Sex Pistols: kolekcja pamiątek warta 5 milionów funtów spalona!
Joe Corre, syn menedżera Sex Pistols, spalił w Londynie pamiątki po zespole. Ich wartość była szacowana na 5 milionów funtów, czyli prawie 26 milionów złotych.
Na stosie znalazły się m.in. płyty, plakaty, archiwalne zdjęcia oraz elementy garderoby. Corre datę spalenia wybrał nieprzypadkowo - dokładnie w 40. rocznicę wydania debiutanckiego singla "Anarchy in the UK". Mężczyzna odziedziczył kolekcję po swoich rodzicach - projektantce Vivienne Westwood oraz Malcolmie McLarenie, który był menedżerem Sex Pistols. Skąd taka decyzja?

● **WYCIĄGI Z REKORDÓW**

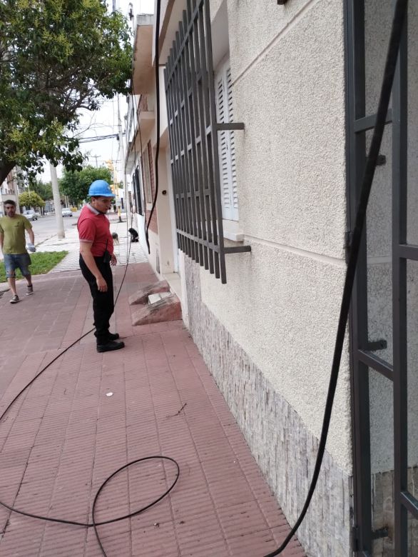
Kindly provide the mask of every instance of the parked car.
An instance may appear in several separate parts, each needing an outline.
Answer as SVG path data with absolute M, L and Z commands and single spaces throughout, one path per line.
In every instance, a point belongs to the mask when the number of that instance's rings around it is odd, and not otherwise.
M 26 217 L 28 221 L 38 220 L 38 214 L 34 211 L 32 211 L 31 209 L 24 211 L 24 216 Z

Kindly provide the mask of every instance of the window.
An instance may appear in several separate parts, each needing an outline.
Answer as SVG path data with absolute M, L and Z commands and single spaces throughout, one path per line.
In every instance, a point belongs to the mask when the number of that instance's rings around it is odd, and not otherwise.
M 225 254 L 251 248 L 224 244 L 218 143 L 223 132 L 243 129 L 244 124 L 218 120 L 212 54 L 210 0 L 195 0 L 193 9 L 188 2 L 164 71 L 177 238 L 180 249 L 225 283 Z M 229 79 L 230 86 L 230 72 Z M 232 119 L 228 81 L 222 87 L 223 110 L 228 112 L 224 118 Z M 233 138 L 231 143 L 230 135 L 225 137 L 225 149 L 230 154 Z M 233 193 L 235 157 L 227 160 L 225 184 Z M 233 215 L 233 196 L 230 199 Z
M 229 60 L 224 62 L 215 76 L 216 116 L 220 124 L 233 122 L 231 70 Z M 219 133 L 219 169 L 222 196 L 222 216 L 230 221 L 238 220 L 238 195 L 233 131 Z
M 148 146 L 142 154 L 142 166 L 143 169 L 144 194 L 146 204 L 153 202 L 153 193 L 151 191 L 151 175 L 150 172 L 150 157 Z
M 143 214 L 142 210 L 142 198 L 141 194 L 141 178 L 140 178 L 139 166 L 135 169 L 133 174 L 133 191 L 135 191 L 135 199 L 136 200 L 136 212 L 140 215 Z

● **POLECENIE 1**
Po kim, według fragmentu tekstu, Joe Corre odziedziczył kolekcję pamiątek?
● **POLECENIE 2**
Należy ocenić, czy poniższe stwierdzenia są zgodne z fragmentem tekstu, odpowiadając „tak” lub „nie” i przytaczając dosłownie rozstrzygające słowa: (a) Pamiątki zostały spalone w Londynie. (b) Wartość kolekcji szacowano na 26 milionów funtów. (c) Wśród spalonych przedmiotów znalazły się elementy garderoby.
● **POLECENIE 3**
Należy przepisać słowo w słowo część fragmentu tekstu, zaczynając od słów „Joe Corre, syn” i kończąc na słowach „26 milionów złotych.”.
Rekordy stanowią materiał odrębny od fragmentu tekstu.

● **OCZEKIWANA ODPOWIEDŹ 1**
Po swoich rodzicach: projektantce Vivienne Westwood oraz Malcolmie McLarenie.

● **OCZEKIWANA ODPOWIEDŹ 2**
(a) Tak: „spalił w Londynie pamiątki po zespole”.
(b) Nie: „Ich wartość była szacowana na 5 milionów funtów, czyli prawie 26 milionów złotych”.
(c) Tak: „Na stosie znalazły się m.in. płyty, plakaty, archiwalne zdjęcia oraz elementy garderoby”.

● **OCZEKIWANA ODPOWIEDŹ 3**
Joe Corre, syn menedżera Sex Pistols, spalił w Londynie pamiątki po zespole. Ich wartość była szacowana na 5 milionów funtów, czyli prawie 26 milionów złotych.